** Short task **
Rewrite everything in the listing from the line containing "Tag the rear wiper" down to the line containing "[[222, 313], [627, 217], [536, 302]]", requests included, adding -69 to every coordinate in the answers. Leave the requests and their format samples unchanged.

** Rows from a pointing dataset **
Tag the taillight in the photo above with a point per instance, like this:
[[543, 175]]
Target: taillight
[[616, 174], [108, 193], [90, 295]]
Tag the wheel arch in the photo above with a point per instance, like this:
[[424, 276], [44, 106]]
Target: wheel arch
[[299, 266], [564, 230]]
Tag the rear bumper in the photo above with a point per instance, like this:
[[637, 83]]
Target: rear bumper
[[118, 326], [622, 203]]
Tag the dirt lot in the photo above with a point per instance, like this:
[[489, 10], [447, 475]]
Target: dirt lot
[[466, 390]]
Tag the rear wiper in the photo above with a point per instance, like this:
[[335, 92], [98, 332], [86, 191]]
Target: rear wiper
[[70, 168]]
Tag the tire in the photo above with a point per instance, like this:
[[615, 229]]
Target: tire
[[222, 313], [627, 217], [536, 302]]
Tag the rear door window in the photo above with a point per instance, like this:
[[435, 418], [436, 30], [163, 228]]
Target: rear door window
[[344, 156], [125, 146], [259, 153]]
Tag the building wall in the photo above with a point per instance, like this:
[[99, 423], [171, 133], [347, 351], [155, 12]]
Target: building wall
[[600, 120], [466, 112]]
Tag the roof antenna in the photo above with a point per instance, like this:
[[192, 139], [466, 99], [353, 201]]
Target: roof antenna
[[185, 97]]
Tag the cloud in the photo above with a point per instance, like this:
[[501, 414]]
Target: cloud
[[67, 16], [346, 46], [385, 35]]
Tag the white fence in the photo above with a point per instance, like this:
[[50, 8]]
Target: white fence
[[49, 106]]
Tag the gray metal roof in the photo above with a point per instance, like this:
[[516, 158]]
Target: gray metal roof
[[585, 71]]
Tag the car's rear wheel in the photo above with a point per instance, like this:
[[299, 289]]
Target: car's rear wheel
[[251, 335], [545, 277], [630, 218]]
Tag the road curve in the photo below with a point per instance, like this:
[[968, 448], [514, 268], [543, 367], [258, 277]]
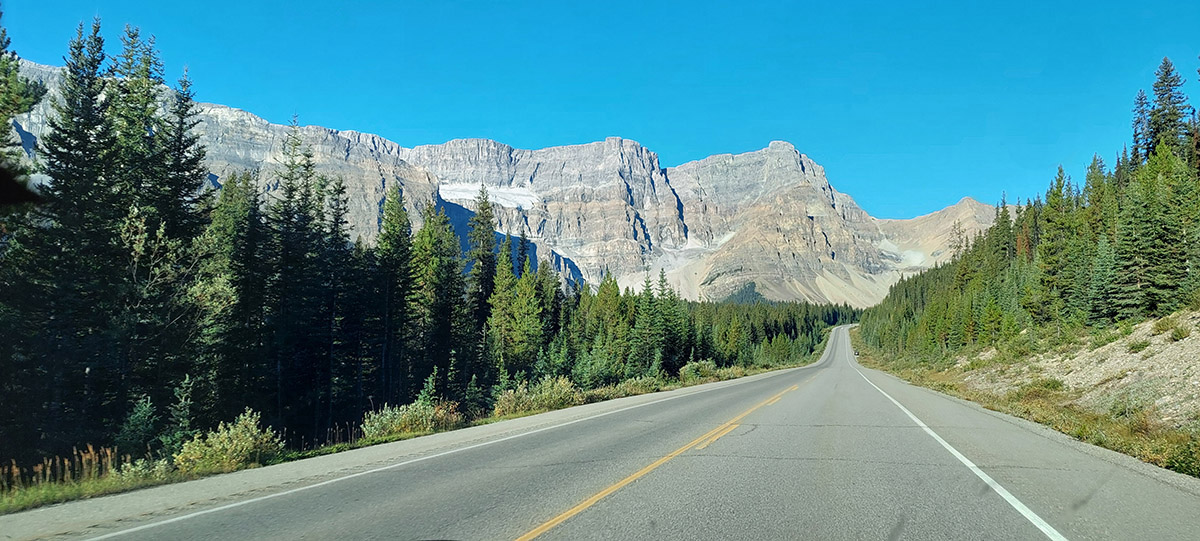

** Solution to this exercise **
Tag the rear wiper in the photo above with a point per instance, like this:
[[335, 92], [98, 332], [86, 191]]
Target: rear wiper
[[1, 99]]
Tag the tire in the photo above with a point per instance, like this:
[[615, 229]]
Target: tire
[[153, 244], [558, 148], [467, 233]]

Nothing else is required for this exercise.